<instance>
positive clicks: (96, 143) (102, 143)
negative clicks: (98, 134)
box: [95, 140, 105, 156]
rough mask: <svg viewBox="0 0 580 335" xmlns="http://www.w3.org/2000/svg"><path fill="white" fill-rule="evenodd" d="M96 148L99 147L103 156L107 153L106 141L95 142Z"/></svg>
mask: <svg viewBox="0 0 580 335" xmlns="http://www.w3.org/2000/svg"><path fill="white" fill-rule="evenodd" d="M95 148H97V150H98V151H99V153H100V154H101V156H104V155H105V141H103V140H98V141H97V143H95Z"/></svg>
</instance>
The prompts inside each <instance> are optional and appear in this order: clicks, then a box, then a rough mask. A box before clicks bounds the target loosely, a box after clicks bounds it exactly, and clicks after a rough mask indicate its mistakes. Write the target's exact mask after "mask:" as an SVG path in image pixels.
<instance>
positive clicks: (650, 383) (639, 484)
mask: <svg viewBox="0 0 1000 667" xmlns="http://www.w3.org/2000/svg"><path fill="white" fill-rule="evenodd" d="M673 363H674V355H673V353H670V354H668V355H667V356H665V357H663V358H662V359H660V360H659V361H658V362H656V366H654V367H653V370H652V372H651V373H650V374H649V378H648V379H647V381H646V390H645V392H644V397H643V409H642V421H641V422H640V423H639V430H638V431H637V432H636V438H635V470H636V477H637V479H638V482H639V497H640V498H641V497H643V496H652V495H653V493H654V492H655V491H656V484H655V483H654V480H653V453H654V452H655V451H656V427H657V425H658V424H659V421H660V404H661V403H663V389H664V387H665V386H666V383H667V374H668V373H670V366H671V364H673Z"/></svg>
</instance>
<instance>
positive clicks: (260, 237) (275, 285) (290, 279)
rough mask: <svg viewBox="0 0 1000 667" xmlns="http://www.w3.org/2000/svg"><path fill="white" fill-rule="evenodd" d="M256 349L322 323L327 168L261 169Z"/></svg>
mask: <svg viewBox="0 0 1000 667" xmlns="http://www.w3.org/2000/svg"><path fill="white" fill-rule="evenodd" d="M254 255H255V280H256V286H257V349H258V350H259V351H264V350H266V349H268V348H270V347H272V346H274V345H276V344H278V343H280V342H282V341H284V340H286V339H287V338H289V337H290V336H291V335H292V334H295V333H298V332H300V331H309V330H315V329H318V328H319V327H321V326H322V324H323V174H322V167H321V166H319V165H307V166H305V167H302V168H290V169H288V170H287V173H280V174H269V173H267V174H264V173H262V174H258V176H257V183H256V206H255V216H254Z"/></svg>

____

:: Work task ::
Identify every line in the records above that contains the word "clicks", and copy each of those lines in full.

:: Output below ::
positive clicks: (96, 143) (102, 143)
negative clicks: (98, 134)
The prompts inside each <instance> are optional and appear in this order: clicks, then a box, then a rough mask. A box before clicks bounds the target loosely, a box after clicks bounds it exactly, and clicks after a rough mask indicate its mistakes. Write the target's exact mask after "mask:" as an SVG path in image pixels.
positive clicks: (650, 383) (639, 484)
positive clicks: (260, 237) (275, 285) (290, 279)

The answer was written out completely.